* Request
Everything from the line containing "Might I ask you to indicate the white plastic" to the last line of the records must be returned verbatim; nothing else belongs in the output.

>> begin Given entries

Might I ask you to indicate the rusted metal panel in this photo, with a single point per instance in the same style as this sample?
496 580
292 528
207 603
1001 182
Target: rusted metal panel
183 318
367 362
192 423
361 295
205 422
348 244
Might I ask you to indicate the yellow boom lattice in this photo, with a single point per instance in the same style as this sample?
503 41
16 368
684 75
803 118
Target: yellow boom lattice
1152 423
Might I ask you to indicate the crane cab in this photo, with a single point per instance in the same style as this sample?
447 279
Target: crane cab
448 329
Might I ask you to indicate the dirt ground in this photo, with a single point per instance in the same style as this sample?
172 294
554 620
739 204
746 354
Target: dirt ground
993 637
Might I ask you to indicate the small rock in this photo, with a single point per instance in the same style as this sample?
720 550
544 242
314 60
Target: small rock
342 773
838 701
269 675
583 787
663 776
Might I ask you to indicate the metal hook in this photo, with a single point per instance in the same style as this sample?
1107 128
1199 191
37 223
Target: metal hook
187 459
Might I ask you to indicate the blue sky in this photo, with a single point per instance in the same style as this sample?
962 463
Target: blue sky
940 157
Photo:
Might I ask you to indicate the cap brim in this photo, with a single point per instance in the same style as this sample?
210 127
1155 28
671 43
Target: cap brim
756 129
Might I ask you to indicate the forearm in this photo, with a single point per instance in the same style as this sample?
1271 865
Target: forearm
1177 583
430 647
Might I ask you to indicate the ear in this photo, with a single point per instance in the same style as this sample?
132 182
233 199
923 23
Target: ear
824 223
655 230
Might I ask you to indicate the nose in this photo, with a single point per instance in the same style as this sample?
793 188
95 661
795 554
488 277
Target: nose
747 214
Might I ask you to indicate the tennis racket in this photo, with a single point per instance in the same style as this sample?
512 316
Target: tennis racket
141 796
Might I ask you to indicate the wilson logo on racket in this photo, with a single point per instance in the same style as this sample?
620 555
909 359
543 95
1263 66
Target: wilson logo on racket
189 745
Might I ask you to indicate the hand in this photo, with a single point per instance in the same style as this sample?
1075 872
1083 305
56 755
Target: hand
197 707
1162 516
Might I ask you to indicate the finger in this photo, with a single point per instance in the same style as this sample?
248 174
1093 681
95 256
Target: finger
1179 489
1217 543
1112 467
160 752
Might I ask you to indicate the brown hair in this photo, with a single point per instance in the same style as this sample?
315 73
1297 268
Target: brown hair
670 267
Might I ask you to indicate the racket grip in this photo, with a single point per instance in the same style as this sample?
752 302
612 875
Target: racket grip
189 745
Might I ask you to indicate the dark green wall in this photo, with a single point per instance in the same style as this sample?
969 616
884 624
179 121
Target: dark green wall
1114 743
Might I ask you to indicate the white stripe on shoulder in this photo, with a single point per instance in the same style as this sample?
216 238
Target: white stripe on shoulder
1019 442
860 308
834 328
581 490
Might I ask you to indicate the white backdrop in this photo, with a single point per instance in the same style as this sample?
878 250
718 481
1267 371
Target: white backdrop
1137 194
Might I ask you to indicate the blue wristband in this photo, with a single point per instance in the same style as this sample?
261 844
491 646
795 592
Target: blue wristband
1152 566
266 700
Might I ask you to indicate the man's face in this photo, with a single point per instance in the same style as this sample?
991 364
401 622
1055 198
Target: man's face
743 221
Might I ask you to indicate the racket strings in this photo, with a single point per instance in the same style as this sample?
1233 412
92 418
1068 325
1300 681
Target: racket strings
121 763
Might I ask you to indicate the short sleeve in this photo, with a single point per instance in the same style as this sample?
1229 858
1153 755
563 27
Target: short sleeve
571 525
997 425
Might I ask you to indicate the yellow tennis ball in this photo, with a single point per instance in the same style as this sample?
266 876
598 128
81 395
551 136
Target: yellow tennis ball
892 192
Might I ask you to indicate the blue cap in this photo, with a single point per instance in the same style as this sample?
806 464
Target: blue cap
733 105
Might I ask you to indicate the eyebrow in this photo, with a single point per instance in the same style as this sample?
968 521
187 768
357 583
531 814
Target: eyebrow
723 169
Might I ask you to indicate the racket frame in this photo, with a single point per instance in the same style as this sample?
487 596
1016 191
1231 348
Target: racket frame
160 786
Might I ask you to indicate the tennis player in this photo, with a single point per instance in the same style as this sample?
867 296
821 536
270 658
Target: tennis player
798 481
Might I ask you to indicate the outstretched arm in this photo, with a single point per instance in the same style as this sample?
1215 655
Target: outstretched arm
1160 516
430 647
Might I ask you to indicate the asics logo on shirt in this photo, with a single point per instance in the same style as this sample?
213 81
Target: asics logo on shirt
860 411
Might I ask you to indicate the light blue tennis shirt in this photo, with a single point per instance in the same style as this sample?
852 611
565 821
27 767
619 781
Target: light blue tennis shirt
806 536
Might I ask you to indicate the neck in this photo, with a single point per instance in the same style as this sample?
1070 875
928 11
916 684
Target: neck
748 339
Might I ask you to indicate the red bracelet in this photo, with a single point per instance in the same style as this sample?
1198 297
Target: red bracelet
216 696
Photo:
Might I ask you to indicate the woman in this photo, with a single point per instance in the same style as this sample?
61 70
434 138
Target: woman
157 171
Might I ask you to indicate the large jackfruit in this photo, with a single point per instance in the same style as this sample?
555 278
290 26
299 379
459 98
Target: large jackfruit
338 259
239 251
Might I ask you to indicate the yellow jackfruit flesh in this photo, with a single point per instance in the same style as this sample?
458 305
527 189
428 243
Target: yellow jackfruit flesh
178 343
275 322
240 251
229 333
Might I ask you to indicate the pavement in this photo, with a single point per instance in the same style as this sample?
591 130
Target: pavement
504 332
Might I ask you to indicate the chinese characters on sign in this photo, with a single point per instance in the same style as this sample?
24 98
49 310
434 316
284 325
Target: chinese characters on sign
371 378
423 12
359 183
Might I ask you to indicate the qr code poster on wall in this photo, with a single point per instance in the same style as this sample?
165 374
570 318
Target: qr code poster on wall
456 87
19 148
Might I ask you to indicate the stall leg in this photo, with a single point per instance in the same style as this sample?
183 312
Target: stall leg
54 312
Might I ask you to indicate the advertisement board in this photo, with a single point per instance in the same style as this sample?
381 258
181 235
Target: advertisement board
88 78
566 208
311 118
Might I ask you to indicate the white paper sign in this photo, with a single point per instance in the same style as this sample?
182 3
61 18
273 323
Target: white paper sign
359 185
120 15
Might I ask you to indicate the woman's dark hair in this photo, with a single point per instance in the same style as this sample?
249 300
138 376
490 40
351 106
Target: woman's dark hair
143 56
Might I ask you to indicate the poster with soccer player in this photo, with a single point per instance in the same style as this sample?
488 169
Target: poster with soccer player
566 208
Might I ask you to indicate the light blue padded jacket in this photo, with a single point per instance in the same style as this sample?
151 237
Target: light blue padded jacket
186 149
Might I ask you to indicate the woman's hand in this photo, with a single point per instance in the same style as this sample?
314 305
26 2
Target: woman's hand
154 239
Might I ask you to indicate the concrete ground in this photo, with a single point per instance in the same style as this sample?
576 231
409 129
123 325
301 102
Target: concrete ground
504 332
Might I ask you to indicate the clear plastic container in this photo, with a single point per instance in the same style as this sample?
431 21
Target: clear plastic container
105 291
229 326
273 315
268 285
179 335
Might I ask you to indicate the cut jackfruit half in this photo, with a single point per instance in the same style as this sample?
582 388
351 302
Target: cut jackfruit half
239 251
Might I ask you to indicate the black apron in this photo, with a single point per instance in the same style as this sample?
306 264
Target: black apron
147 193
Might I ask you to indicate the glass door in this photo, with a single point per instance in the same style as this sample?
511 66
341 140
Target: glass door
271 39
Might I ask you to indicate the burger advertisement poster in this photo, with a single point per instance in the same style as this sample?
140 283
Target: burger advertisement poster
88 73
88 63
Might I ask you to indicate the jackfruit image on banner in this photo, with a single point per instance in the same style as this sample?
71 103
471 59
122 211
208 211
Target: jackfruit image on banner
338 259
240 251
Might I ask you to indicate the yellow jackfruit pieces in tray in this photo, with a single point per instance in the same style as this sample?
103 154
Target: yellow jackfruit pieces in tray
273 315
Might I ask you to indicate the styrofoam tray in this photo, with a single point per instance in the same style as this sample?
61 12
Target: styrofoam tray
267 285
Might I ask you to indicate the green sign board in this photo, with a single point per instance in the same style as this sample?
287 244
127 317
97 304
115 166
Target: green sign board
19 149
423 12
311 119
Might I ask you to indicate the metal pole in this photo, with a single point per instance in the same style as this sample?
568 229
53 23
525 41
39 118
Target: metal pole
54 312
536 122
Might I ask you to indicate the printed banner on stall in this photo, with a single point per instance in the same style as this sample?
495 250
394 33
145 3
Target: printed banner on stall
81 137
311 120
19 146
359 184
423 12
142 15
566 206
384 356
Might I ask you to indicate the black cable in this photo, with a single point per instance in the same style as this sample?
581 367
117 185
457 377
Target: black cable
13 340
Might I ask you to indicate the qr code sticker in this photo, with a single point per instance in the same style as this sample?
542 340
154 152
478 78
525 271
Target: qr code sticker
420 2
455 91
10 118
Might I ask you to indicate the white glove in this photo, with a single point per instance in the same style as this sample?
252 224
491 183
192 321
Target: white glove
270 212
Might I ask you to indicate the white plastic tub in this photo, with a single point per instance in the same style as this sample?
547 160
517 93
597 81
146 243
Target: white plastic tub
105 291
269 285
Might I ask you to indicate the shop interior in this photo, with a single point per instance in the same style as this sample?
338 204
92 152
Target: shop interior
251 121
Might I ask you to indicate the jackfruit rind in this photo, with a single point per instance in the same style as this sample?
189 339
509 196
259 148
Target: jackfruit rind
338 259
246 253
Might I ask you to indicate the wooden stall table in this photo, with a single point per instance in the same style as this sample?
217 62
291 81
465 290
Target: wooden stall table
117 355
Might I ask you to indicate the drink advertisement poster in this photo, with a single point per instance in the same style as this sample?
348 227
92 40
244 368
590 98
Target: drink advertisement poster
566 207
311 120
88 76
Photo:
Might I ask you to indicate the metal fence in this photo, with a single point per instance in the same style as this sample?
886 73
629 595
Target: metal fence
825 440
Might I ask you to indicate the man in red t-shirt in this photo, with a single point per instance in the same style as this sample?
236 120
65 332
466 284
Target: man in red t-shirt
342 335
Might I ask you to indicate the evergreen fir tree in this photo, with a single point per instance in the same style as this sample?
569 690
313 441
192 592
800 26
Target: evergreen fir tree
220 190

>> end Given entries

* Exercise response
Might I ask you to indicate the white plastic tub in this photo, with a single point per instance in the same style as this sample?
547 160
517 93
597 81
146 243
Target: white plastic tub
105 291
269 285
Might I ask you to indicate the shop interior in this photo, with a single point per instance in the same style as this sample?
338 204
92 152
Target: shop interior
251 121
Might I ask you to indicate the jackfruit rind in this photo, with a single point per instance in the same style as this sample?
189 339
509 196
259 148
Target: jackfruit rind
338 259
246 253
Might I ask you to indicate the wooden stall table in this photo, with a single point per instance in the same style as this sample?
217 62
291 81
465 290
Target: wooden stall table
117 355
Might I ask you to indicate the drink advertisement poster in this photo, with a single point per instance in the same style as this sample?
348 227
92 40
244 368
590 98
Target: drink advertisement poster
566 207
311 120
88 76
Photo:
Might I ask you to indicate the metal fence in this photo, with a single point per instance in the same style as this sample?
886 73
629 595
Target: metal fence
825 440
Might I ask you to indicate the man in red t-shirt in this photo, with a single point per instance in the same style as this sample?
236 120
65 332
466 284
Target: man in red t-shirt
342 335
Might I ask you to indicate the evergreen fir tree in this photo, with a single point per instance in the same style as this sample?
569 690
313 441
192 592
800 26
Target: evergreen fir tree
220 190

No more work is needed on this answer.